-- START Text shown --

Now, there are a number of differences b/w jr and sr that come out during an interview if you ask the right questions. like scenarios when your live app has a hardware, or bottleneck problems, or your http server fails etc. the difference between a jr and sr person is apparent here. Environment is great separator; a sr guy should be able to answer all comers and assist anyone in the team w/ regards to setting up IDEs, app servers, db servers, load balancing, continuous integration servers, source control servers, etc.
I’m not trying to insult your company, but in my experience companies that hire young do so b/c cost is a priority. I’m a big believer in of the mantra “You get what you pay for”….and not just as it applies to our industry but in everything whether its buying a ford vs BMW, mc donald’s vs. filet mignon , hotel rooms etc. Consultancies / service providers are even worst — they will always hire cheap and charge as much as they can — that spread is their margin.
I would have to agree.
Personally I haven’t even graduated yet and whenever I have to work with code from any sort of “senior” developer it just gives me a headache because it’s usually so full of crap. Seriously, it’s like these people think that just because they’re paid well just any old crap they toss out is wonderful.
However let me just mention at this point that although by regular standards I can’t even be considered a junior developer, I do have more than 5 years of real world experience under my belt.
I totally agree with the author. I work on a team with 3 “junior” developers and 3 “senior” developers. The junior developers are at least 5 times as productive as the senior developers. The senior developers refuse to use an IDE, and are resistant to Hibernate or web frameworks, “I can write HTML and SQL by hand, why would I use a framework?”
First let me state that I largely agree with you. Remove the “Senior” *title*. It is a waste of time (and money).
Next, let me state that I believe you make your case with a massive lack of self awareness. You are SPEAKING FROM THE POSITION OF A PROPER SENIOR DEVELOPER. Phrases like:
“…you can easily mold them into the kind of developer you want them to be.”
and
“You have to review their work a bit more, and make sure that they learn from their mistakes.”
Maybe what you are really saying is that the use of the Senior title is a joke. That is surely what I believe. “Real” Senior Developers make themselves; they are not made by titles… and yes, they DO require experience to move beyond just coding into molding and guiding, using leverage of other developers to take the project to the next level.
Plainly, you speak as a “Senior Developer” that sees sooo many others with the title that should not have it.

-- END Text shown --

## Exercise set
A: In the comments on junior and senior developers, what do consultancies get from the spread between hiring cheap and charging as much as they can?
B: Quote the comments on junior and senior developers, everything from "Now, there are" down to "control servers, etc.".
The lines after this point are separate material, unrelated to the comments on junior and senior developers.

-- START Raw data --

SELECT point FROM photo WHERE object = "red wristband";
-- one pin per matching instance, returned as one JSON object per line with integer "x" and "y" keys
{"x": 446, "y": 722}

-- END Raw data --

## Outputs
A: Their margin.

B:
Now, there are a number of differences b/w jr and sr that come out during an interview if you ask the right questions. like scenarios when your live app has a hardware, or bottleneck problems, or your http server fails etc. the difference between a jr and sr person is apparent here. Environment is great separator; a sr guy should be able to answer all comers and assist anyone in the team w/ regards to setting up IDEs, app servers, db servers, load balancing, continuous integration servers, source control servers, etc.